[Point-based annotation data]
========================================
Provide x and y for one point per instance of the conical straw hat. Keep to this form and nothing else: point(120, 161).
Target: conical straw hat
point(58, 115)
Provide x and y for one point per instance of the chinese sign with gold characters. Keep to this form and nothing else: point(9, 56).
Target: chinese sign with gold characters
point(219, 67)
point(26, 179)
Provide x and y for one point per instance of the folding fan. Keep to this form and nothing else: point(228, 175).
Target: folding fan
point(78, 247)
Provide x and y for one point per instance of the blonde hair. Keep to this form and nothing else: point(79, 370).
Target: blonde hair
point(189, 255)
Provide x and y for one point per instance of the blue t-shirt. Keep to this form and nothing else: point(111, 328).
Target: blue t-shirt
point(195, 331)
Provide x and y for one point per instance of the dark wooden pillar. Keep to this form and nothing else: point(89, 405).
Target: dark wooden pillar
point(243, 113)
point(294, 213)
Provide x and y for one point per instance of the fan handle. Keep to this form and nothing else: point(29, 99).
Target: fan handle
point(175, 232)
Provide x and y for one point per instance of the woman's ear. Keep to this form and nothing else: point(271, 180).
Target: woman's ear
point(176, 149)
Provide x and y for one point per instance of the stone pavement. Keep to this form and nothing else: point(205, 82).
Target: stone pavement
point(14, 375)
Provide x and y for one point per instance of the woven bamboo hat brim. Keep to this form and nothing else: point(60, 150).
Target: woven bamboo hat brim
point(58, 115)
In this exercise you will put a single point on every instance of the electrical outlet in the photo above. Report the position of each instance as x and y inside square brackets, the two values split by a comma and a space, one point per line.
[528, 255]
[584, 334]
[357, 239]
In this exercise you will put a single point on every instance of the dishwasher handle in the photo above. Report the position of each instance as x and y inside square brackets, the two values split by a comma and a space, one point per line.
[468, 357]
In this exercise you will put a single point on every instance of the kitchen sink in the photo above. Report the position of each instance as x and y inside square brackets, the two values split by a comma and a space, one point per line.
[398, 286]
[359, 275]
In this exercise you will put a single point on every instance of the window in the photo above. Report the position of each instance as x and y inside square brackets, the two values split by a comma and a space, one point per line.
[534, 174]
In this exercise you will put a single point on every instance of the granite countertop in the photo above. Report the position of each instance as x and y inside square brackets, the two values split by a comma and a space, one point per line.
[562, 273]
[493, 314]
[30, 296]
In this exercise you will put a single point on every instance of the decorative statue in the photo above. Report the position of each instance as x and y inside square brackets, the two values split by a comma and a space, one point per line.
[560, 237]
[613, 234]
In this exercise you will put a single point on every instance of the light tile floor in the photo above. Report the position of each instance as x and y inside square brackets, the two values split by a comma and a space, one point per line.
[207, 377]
========================================
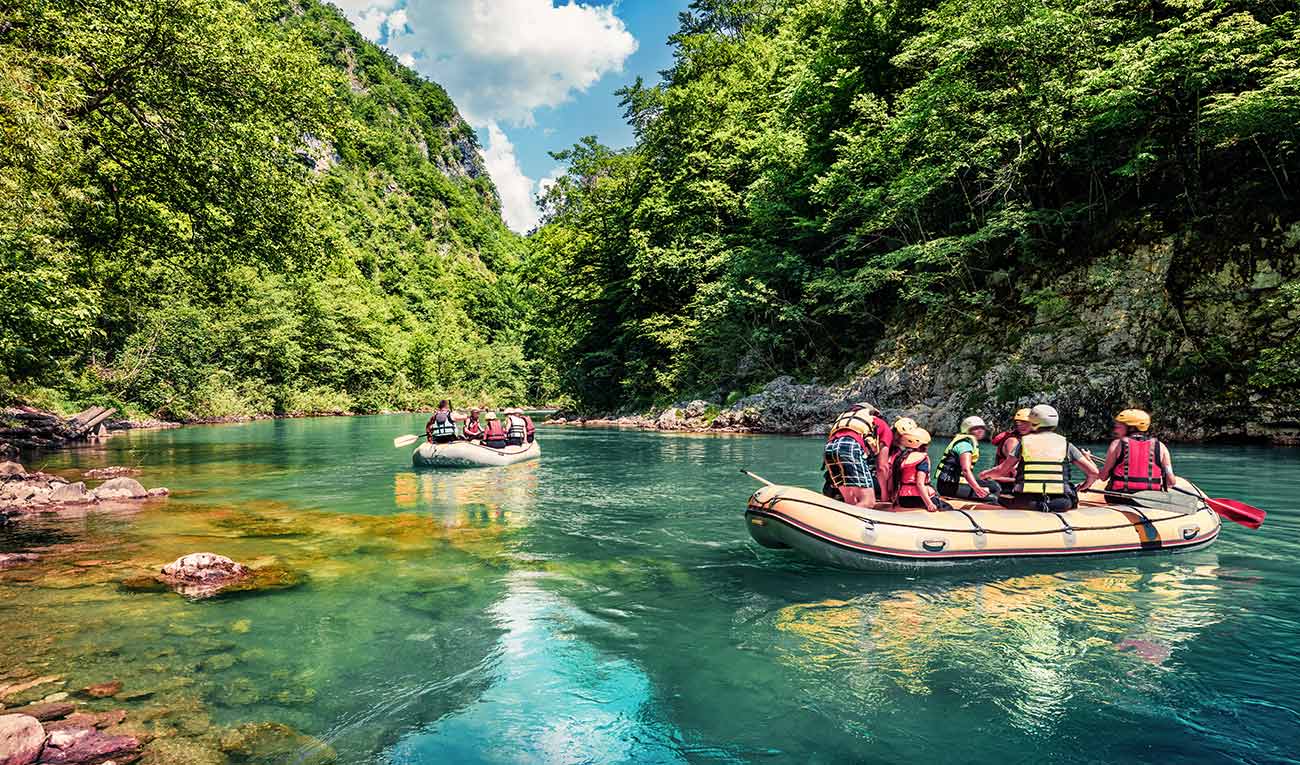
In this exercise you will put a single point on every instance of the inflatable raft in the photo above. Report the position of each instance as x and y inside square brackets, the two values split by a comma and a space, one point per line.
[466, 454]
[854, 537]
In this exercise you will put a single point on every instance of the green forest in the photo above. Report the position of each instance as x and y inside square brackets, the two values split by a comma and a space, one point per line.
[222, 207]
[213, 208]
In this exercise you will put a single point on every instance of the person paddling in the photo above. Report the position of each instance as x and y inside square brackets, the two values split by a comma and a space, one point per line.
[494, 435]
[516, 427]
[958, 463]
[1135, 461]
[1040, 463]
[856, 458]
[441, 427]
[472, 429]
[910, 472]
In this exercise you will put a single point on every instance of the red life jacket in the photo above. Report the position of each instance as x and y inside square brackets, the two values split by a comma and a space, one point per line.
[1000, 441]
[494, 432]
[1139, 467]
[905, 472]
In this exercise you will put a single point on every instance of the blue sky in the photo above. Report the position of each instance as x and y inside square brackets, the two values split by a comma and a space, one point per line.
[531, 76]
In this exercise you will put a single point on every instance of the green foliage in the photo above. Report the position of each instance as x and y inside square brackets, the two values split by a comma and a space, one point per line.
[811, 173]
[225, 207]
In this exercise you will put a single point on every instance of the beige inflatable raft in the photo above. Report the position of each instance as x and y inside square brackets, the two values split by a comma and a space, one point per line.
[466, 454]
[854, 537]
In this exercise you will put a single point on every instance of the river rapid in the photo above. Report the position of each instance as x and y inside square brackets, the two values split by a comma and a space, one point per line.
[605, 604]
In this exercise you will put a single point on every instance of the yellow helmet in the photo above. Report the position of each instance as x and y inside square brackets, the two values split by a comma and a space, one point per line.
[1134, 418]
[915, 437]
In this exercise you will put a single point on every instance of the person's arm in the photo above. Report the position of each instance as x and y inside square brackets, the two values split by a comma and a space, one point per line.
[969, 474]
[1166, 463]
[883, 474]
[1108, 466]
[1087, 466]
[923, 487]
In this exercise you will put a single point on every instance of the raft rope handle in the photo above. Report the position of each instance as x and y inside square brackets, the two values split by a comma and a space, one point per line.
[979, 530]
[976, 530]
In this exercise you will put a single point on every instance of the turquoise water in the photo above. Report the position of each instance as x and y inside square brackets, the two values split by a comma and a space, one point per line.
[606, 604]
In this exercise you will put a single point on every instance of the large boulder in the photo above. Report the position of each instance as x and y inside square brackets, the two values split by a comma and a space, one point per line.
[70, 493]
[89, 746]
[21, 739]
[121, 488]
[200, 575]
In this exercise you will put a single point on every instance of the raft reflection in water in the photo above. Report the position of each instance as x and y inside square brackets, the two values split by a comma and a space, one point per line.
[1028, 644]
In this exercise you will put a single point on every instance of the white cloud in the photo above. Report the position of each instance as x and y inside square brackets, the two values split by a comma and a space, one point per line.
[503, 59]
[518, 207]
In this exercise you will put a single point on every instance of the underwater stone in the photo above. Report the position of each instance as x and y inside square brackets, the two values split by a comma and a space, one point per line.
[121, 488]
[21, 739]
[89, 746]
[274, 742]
========================================
=== Written instruction ===
Rewrite the items between the lines holding "else: point(79, 370)." and "point(195, 331)", inclusive, as a two-column CSV with the columns text and answer, one row per item. Put each item's text and its answer in a single quoted field each, replacing line breaks with spaces.

=== Answer in full ===
text,answer
"Provide x and y for one point per instance of the blonde hair. Keep to this form and nothing else: point(79, 370). Target: blonde hair","point(189, 255)"
"Provide x and y for one point per instance of the blue t-shirt. Keep to this form and nothing else: point(111, 328). Target: blue t-shirt","point(195, 331)"